=== WHAT IS ASKED ===
Write out the lines below again with every "Traffic-monitoring station" swapped for "Wildlife survey" and nothing else changed. Leave the pictures out.

=== DATA ROWS ===
--------------------

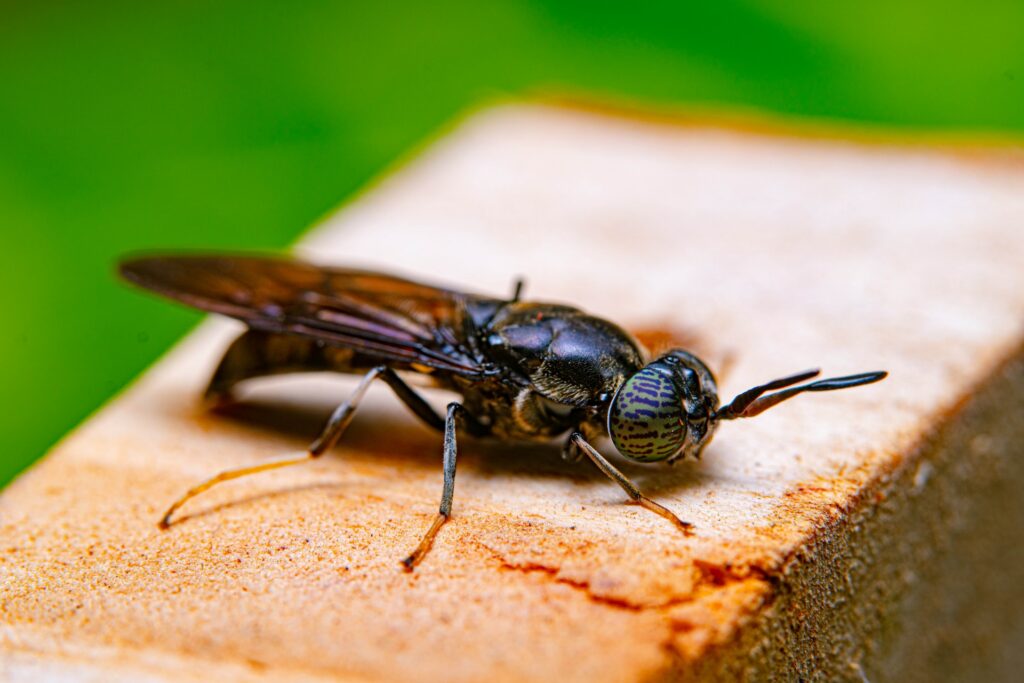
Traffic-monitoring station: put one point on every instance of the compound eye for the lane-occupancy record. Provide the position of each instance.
(645, 420)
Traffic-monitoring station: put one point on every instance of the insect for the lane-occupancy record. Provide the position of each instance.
(525, 371)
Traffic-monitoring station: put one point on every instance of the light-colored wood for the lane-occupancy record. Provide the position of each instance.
(872, 532)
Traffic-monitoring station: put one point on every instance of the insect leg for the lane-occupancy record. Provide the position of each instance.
(631, 488)
(333, 430)
(451, 451)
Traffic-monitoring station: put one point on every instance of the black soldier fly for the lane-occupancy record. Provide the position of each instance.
(525, 371)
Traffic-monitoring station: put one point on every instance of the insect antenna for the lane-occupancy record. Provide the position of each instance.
(752, 402)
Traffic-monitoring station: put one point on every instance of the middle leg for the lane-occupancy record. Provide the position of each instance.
(455, 412)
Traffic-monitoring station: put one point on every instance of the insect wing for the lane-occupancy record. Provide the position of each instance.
(377, 314)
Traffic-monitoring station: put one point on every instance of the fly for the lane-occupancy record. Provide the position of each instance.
(525, 371)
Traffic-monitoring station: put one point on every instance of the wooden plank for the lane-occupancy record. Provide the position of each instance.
(872, 532)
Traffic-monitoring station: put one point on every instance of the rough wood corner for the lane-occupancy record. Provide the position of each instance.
(871, 535)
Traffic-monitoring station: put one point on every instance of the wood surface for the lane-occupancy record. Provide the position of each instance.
(867, 535)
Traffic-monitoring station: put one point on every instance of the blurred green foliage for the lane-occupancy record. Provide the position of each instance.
(127, 126)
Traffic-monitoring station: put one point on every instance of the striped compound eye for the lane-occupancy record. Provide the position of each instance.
(646, 421)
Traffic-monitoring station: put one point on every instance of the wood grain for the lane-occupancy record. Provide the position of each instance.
(873, 532)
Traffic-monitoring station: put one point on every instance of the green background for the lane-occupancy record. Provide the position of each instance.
(127, 126)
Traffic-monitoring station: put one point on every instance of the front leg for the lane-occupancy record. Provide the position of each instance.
(631, 488)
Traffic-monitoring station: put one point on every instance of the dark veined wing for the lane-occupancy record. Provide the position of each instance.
(376, 314)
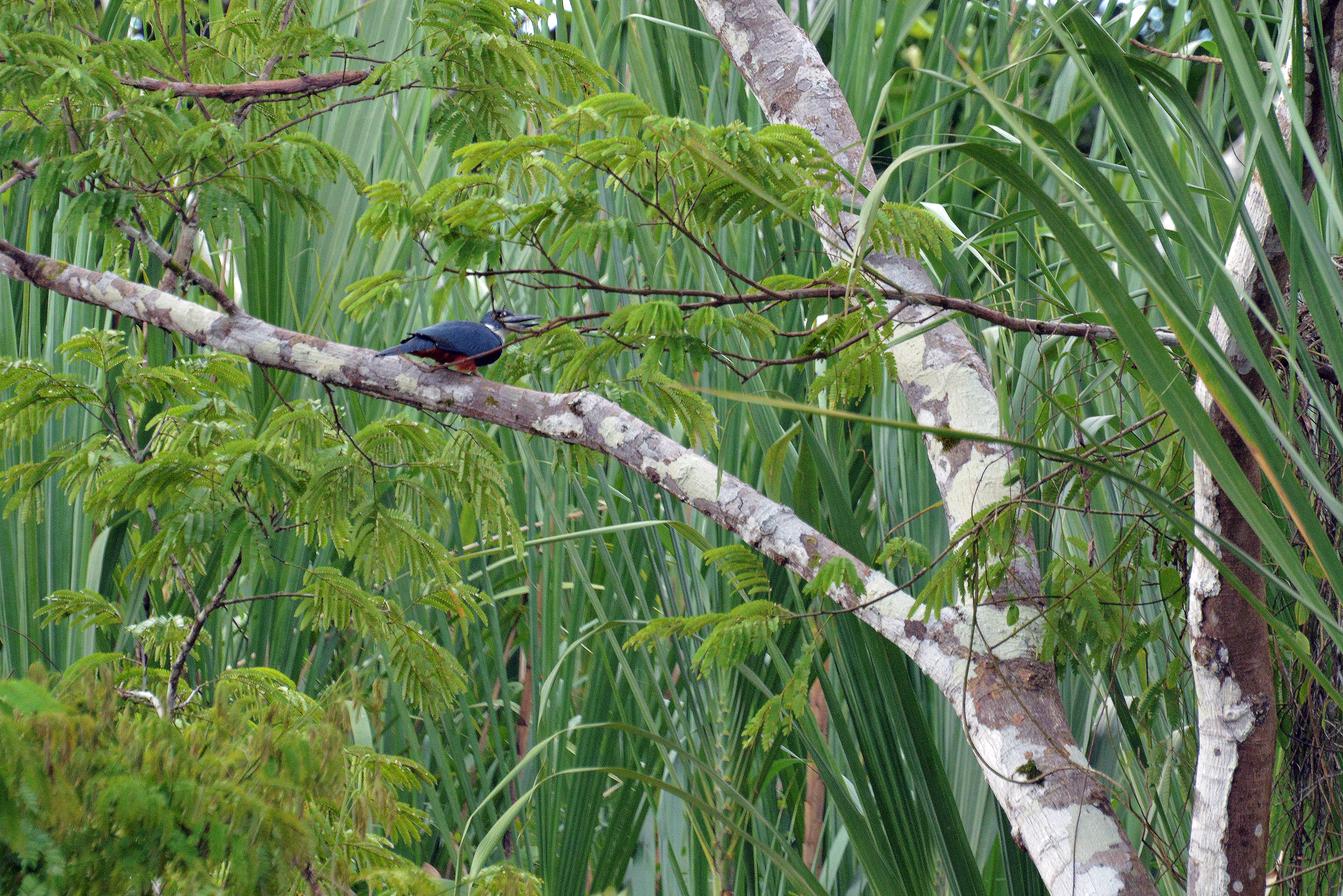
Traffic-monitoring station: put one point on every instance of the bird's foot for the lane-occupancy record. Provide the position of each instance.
(428, 369)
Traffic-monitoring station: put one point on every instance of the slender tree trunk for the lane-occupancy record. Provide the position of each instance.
(1230, 644)
(1012, 707)
(1007, 699)
(814, 805)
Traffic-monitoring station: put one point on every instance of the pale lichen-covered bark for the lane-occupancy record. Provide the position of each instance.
(1009, 700)
(1012, 707)
(1230, 644)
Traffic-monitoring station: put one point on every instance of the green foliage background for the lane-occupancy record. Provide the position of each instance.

--------------------

=== RESULT BELOW ===
Wildlife survey: put one point on every instance of the compound eye for the lane-occupancy record. Provide the position of each instance.
(645, 420)
Wildlife survey: put one point on every instance of the insect for the lane-occupancy record. Provide the position of each instance.
(525, 371)
Wildlife survey: put one point on every instance of the light-colored wood for the lane-occupancy record. Provide the position of each instance.
(872, 532)
Wildlife survey: put one point on every instance of the insect leg for the lane-occupancy record. Provide the position of each instance.
(631, 488)
(333, 430)
(451, 451)
Wildlife survey: put one point on every instance of the black soldier fly for the lane-occupancy record. Provide the position of each instance.
(525, 371)
Wildlife survey: put one point on every instance of the insect antenna for the lane-occupancy record. Provide the position of each instance.
(752, 402)
Wildlife survey: put one point on every instance of the middle leg for the lane-occupancy record. Provide the position of each instance.
(455, 412)
Wildlife survey: put one point on every instance of the insect wing for the lane-occupancy record. Provide the position of each instance.
(377, 314)
Wildlife survey: put one point on every instance of the fly for the lane-occupancy record. Provide the position of each instance.
(525, 371)
Wildlife survey: put one point on every instance of the wooden plank for the lane-occupancy record. Provide the position of each instance.
(872, 532)
Wildlife survey: put one point on every instance of the rough wood corner for the lane-occupancy record. Provide the position of each instance.
(871, 535)
Wildlife survey: put one point on every instance of the wood surface for the lane-occupancy record. Provide the position of each instance.
(867, 535)
Wildlife survey: put one point on every instance of the blurred green foliage for the lane-occupancy record. Provide the position of each instance.
(127, 126)
Wildlife survey: put one point on every instance of the striped compound eye for the lane-occupancy record. Provide the position of each instance.
(646, 421)
Wildlife survey: put one point on every instance of the wood grain for the lane-occupancy record. Provide the position of each instance.
(873, 532)
Wildlife survey: put one point on every instance of the green background for the lane-occupancy record. Provide the position of each instance.
(127, 126)
Wildlife survey: put one point on every instance of the front leg for the lane-occupancy record. Provide the position of each instance.
(631, 488)
Wildlife survey: put one point on every instance of the dark veined wing for the lane-occupancy record. Provide the position of each instance.
(376, 314)
Wildlife survey: put one point on every instance of the bird's foot for the lane-occupancy record. Provide the position of each instance.
(428, 369)
Wildlife survey: put one point on every instance of the slender tree trunk for the lane-occupancy record. Provide the position of each instance.
(1230, 644)
(1012, 707)
(1007, 699)
(814, 805)
Wildlife survey: put one point on every instance of the pale lichen-covered bark for the lane-occupancy record. Provide the position of each instance.
(1009, 700)
(1012, 707)
(1230, 644)
Wildlife survey: put one point on every instance of the green foliage background for the lane-occupancy record. Provide the position of each instance.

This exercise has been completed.